== EXERCISE ==
Return, unchanged, the lines between the one containing "Highlight storage compartment door." and the one containing "xmin=255 ymin=653 xmax=291 ymax=715", inclusive.

== GIVEN ENTRIES ==
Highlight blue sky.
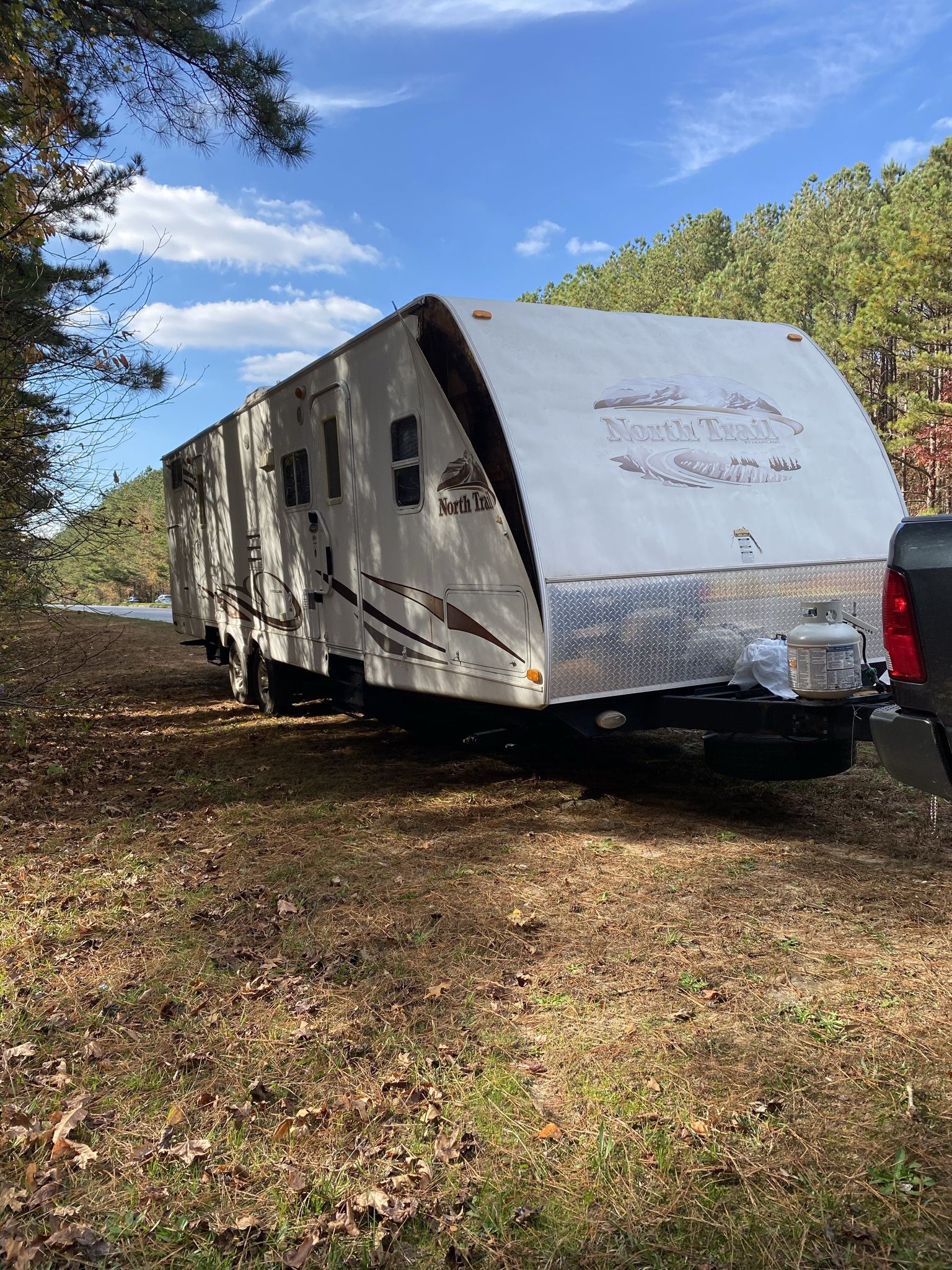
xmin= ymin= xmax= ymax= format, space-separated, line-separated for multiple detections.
xmin=108 ymin=0 xmax=952 ymax=476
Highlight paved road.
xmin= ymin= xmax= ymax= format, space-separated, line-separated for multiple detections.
xmin=63 ymin=605 xmax=171 ymax=623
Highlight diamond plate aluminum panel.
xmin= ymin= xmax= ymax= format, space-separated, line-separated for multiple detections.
xmin=546 ymin=560 xmax=886 ymax=701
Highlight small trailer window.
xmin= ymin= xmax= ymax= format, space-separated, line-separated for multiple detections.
xmin=390 ymin=414 xmax=421 ymax=507
xmin=281 ymin=450 xmax=311 ymax=507
xmin=321 ymin=415 xmax=343 ymax=503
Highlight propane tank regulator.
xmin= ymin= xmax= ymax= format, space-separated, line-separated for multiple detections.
xmin=787 ymin=600 xmax=872 ymax=701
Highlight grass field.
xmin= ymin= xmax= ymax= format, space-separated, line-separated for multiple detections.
xmin=0 ymin=615 xmax=952 ymax=1270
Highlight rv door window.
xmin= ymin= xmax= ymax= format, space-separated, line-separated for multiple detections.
xmin=281 ymin=450 xmax=311 ymax=507
xmin=321 ymin=415 xmax=343 ymax=503
xmin=390 ymin=414 xmax=421 ymax=508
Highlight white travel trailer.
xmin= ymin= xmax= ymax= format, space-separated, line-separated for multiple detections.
xmin=164 ymin=296 xmax=905 ymax=775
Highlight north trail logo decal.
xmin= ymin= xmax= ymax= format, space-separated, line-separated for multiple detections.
xmin=594 ymin=375 xmax=803 ymax=489
xmin=437 ymin=450 xmax=496 ymax=515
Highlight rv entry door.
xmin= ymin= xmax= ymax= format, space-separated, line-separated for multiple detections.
xmin=311 ymin=382 xmax=363 ymax=654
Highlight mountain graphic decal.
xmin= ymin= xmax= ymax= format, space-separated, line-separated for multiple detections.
xmin=596 ymin=375 xmax=783 ymax=415
xmin=437 ymin=450 xmax=488 ymax=493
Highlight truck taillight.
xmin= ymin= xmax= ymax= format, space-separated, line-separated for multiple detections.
xmin=882 ymin=569 xmax=925 ymax=683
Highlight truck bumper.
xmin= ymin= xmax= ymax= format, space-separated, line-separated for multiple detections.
xmin=870 ymin=706 xmax=952 ymax=799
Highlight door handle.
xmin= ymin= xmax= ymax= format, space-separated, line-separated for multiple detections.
xmin=307 ymin=512 xmax=334 ymax=596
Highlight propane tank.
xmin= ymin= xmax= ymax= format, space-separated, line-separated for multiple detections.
xmin=787 ymin=600 xmax=863 ymax=699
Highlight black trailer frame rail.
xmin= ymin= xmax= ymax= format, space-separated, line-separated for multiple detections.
xmin=654 ymin=686 xmax=892 ymax=740
xmin=551 ymin=683 xmax=894 ymax=740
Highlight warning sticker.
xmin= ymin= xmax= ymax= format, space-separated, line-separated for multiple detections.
xmin=787 ymin=644 xmax=863 ymax=692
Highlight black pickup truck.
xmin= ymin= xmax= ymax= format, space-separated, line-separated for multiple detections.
xmin=870 ymin=515 xmax=952 ymax=799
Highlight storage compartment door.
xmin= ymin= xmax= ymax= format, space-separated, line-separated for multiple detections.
xmin=446 ymin=587 xmax=529 ymax=676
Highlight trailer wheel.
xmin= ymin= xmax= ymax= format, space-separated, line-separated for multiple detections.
xmin=229 ymin=640 xmax=255 ymax=706
xmin=255 ymin=653 xmax=291 ymax=715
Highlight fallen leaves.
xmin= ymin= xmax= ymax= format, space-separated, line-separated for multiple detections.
xmin=43 ymin=1225 xmax=112 ymax=1261
xmin=351 ymin=1186 xmax=420 ymax=1225
xmin=506 ymin=908 xmax=539 ymax=931
xmin=2 ymin=1041 xmax=37 ymax=1067
xmin=433 ymin=1129 xmax=476 ymax=1165
xmin=162 ymin=1138 xmax=212 ymax=1167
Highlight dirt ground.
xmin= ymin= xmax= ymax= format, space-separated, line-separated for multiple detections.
xmin=0 ymin=615 xmax=952 ymax=1270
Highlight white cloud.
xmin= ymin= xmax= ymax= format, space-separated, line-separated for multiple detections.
xmin=241 ymin=349 xmax=315 ymax=383
xmin=565 ymin=236 xmax=612 ymax=255
xmin=134 ymin=292 xmax=382 ymax=365
xmin=515 ymin=221 xmax=565 ymax=255
xmin=668 ymin=0 xmax=945 ymax=180
xmin=247 ymin=189 xmax=324 ymax=221
xmin=294 ymin=82 xmax=424 ymax=118
xmin=879 ymin=120 xmax=952 ymax=167
xmin=286 ymin=0 xmax=636 ymax=29
xmin=109 ymin=177 xmax=382 ymax=273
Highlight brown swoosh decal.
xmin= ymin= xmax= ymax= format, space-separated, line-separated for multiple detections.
xmin=362 ymin=573 xmax=443 ymax=621
xmin=447 ymin=601 xmax=526 ymax=665
xmin=363 ymin=623 xmax=447 ymax=665
xmin=202 ymin=573 xmax=303 ymax=631
xmin=314 ymin=573 xmax=446 ymax=653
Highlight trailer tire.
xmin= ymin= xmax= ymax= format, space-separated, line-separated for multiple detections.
xmin=705 ymin=732 xmax=855 ymax=781
xmin=254 ymin=652 xmax=291 ymax=716
xmin=229 ymin=640 xmax=258 ymax=706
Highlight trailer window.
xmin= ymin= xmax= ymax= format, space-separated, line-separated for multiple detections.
xmin=281 ymin=450 xmax=311 ymax=507
xmin=321 ymin=415 xmax=343 ymax=503
xmin=390 ymin=414 xmax=421 ymax=507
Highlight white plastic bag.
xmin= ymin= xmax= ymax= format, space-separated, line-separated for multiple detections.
xmin=731 ymin=639 xmax=796 ymax=701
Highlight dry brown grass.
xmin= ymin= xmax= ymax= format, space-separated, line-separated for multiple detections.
xmin=0 ymin=617 xmax=952 ymax=1270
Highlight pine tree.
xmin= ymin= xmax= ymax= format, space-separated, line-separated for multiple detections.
xmin=0 ymin=0 xmax=314 ymax=602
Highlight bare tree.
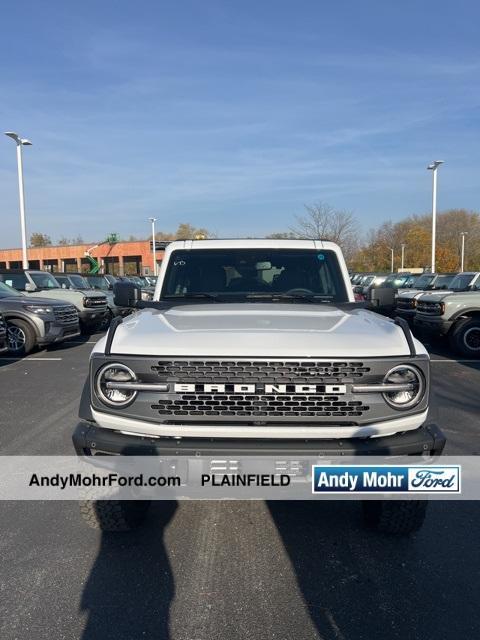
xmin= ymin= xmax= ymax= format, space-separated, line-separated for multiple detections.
xmin=290 ymin=202 xmax=359 ymax=257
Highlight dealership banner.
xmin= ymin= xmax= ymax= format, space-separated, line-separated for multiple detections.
xmin=0 ymin=456 xmax=480 ymax=500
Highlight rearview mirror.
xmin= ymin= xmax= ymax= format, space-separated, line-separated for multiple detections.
xmin=368 ymin=287 xmax=395 ymax=313
xmin=113 ymin=282 xmax=142 ymax=307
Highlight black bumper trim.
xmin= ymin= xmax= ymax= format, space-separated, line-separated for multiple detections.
xmin=72 ymin=422 xmax=445 ymax=456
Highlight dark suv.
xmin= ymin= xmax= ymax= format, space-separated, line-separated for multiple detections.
xmin=0 ymin=282 xmax=80 ymax=356
xmin=0 ymin=269 xmax=107 ymax=331
xmin=0 ymin=313 xmax=7 ymax=353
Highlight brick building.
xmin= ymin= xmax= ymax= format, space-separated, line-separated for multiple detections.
xmin=0 ymin=240 xmax=167 ymax=275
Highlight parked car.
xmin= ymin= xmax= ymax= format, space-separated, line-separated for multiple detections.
xmin=118 ymin=275 xmax=155 ymax=300
xmin=82 ymin=273 xmax=118 ymax=291
xmin=0 ymin=269 xmax=107 ymax=330
xmin=0 ymin=282 xmax=80 ymax=356
xmin=395 ymin=273 xmax=455 ymax=325
xmin=413 ymin=272 xmax=480 ymax=358
xmin=73 ymin=239 xmax=445 ymax=534
xmin=55 ymin=273 xmax=133 ymax=330
xmin=0 ymin=313 xmax=8 ymax=353
xmin=354 ymin=273 xmax=387 ymax=300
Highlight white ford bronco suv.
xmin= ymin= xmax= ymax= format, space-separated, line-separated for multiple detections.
xmin=73 ymin=239 xmax=445 ymax=533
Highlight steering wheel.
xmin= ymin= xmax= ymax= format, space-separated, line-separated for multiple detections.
xmin=285 ymin=287 xmax=315 ymax=296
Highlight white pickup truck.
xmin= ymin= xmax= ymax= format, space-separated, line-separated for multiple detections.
xmin=73 ymin=240 xmax=445 ymax=533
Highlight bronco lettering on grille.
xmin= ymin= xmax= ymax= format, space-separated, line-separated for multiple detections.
xmin=173 ymin=382 xmax=347 ymax=395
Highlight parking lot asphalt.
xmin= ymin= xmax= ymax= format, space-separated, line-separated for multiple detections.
xmin=0 ymin=335 xmax=480 ymax=640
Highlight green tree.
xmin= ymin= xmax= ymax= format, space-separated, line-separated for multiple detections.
xmin=30 ymin=231 xmax=52 ymax=247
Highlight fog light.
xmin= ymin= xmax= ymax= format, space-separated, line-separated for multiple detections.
xmin=383 ymin=364 xmax=426 ymax=409
xmin=95 ymin=363 xmax=137 ymax=407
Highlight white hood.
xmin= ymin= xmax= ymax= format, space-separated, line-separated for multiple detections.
xmin=102 ymin=303 xmax=424 ymax=358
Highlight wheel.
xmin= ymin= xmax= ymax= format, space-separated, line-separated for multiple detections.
xmin=362 ymin=500 xmax=428 ymax=535
xmin=7 ymin=318 xmax=36 ymax=356
xmin=450 ymin=318 xmax=480 ymax=358
xmin=80 ymin=500 xmax=150 ymax=531
xmin=97 ymin=309 xmax=113 ymax=331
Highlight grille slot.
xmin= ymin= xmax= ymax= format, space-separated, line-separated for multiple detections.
xmin=53 ymin=304 xmax=78 ymax=324
xmin=152 ymin=393 xmax=370 ymax=419
xmin=152 ymin=360 xmax=370 ymax=384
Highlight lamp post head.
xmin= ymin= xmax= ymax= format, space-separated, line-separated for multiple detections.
xmin=5 ymin=131 xmax=32 ymax=146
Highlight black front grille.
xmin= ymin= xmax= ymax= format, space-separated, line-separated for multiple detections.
xmin=152 ymin=393 xmax=369 ymax=419
xmin=88 ymin=296 xmax=107 ymax=307
xmin=151 ymin=359 xmax=371 ymax=421
xmin=152 ymin=360 xmax=370 ymax=384
xmin=417 ymin=301 xmax=442 ymax=315
xmin=53 ymin=304 xmax=78 ymax=324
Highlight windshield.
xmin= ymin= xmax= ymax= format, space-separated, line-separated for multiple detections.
xmin=30 ymin=273 xmax=60 ymax=289
xmin=414 ymin=273 xmax=435 ymax=289
xmin=0 ymin=282 xmax=24 ymax=298
xmin=433 ymin=275 xmax=455 ymax=289
xmin=382 ymin=274 xmax=411 ymax=289
xmin=450 ymin=273 xmax=474 ymax=291
xmin=161 ymin=249 xmax=348 ymax=302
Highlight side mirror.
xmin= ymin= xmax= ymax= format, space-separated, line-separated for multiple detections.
xmin=368 ymin=287 xmax=396 ymax=313
xmin=113 ymin=282 xmax=142 ymax=307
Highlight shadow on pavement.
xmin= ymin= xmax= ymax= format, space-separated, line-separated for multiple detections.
xmin=268 ymin=502 xmax=480 ymax=640
xmin=80 ymin=501 xmax=177 ymax=640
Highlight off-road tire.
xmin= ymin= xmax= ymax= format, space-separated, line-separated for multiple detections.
xmin=449 ymin=318 xmax=480 ymax=358
xmin=80 ymin=500 xmax=150 ymax=531
xmin=362 ymin=500 xmax=428 ymax=536
xmin=7 ymin=318 xmax=36 ymax=357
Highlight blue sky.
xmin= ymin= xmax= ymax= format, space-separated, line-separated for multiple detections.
xmin=0 ymin=0 xmax=480 ymax=247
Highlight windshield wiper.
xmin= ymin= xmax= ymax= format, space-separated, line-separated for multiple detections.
xmin=162 ymin=291 xmax=219 ymax=302
xmin=245 ymin=293 xmax=333 ymax=303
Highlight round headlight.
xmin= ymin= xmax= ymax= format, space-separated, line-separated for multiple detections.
xmin=95 ymin=363 xmax=137 ymax=407
xmin=383 ymin=364 xmax=425 ymax=409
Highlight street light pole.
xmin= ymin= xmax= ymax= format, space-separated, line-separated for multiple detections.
xmin=427 ymin=160 xmax=443 ymax=273
xmin=460 ymin=231 xmax=468 ymax=273
xmin=5 ymin=131 xmax=32 ymax=269
xmin=149 ymin=218 xmax=157 ymax=276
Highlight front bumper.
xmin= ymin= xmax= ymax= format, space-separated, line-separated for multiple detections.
xmin=72 ymin=421 xmax=445 ymax=457
xmin=413 ymin=312 xmax=453 ymax=336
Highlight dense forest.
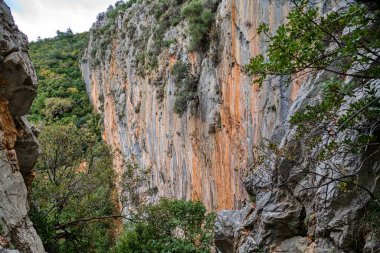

== FULL OUTPUT ==
Highlight storage compartment door.
xmin= ymin= xmax= ymax= format, space-separated, line-separated for multiple detections.
xmin=446 ymin=587 xmax=529 ymax=676
Highlight trailer wheel.
xmin= ymin= xmax= ymax= format, space-separated, line-separated for multiple detections.
xmin=229 ymin=640 xmax=255 ymax=706
xmin=255 ymin=653 xmax=291 ymax=715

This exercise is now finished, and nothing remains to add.